### WHAT IS EXPECTED
The required answer is a copy of each line in the entries below that includes "blonde".

(Collected data)
□ □ □ □ □

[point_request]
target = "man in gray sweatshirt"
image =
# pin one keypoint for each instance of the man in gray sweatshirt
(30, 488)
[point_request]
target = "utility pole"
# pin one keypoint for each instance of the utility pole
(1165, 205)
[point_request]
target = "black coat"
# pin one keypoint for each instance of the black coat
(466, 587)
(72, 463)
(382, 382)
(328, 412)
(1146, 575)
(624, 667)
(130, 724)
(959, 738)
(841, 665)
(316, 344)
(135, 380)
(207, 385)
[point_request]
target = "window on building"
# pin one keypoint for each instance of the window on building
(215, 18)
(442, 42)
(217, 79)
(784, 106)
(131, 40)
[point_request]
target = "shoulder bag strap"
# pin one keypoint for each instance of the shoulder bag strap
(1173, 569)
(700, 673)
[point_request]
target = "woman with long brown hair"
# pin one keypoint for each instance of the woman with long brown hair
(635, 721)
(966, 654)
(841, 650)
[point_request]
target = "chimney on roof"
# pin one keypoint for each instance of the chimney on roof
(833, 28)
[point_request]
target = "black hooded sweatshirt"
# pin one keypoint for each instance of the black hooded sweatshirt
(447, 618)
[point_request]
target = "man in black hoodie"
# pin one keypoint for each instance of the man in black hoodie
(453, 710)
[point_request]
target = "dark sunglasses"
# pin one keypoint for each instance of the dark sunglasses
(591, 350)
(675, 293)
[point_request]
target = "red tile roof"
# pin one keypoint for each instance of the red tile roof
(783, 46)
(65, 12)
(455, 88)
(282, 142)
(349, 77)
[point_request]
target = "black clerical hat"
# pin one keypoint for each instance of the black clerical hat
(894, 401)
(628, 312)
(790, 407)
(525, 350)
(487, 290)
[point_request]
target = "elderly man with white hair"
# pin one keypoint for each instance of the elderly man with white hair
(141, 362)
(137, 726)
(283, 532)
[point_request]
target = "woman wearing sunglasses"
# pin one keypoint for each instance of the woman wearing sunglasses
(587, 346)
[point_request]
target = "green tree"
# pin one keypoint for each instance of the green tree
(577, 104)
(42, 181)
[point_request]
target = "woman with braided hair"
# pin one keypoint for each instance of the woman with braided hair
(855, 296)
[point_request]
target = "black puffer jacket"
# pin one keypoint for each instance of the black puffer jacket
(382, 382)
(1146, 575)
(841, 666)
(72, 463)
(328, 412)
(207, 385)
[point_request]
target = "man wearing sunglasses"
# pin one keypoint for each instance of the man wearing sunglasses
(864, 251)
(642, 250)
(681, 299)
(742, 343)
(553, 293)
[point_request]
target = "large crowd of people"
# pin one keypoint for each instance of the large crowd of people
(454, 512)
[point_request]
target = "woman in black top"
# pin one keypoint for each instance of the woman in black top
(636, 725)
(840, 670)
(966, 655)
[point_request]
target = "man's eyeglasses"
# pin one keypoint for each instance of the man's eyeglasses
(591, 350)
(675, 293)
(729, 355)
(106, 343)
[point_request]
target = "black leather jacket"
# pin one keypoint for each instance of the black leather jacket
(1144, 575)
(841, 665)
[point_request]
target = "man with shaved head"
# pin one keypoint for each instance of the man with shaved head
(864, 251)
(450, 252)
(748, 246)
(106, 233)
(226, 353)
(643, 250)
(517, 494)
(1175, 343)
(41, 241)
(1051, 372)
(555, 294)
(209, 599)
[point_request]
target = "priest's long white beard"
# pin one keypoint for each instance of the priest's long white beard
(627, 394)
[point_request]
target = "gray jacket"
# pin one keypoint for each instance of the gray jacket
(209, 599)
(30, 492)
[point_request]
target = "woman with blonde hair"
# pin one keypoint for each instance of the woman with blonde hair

□ □ □ □ □

### RESULT BELOW
target = "woman with blonde hair"
# pin one keypoint for each instance of the woman with blonde hair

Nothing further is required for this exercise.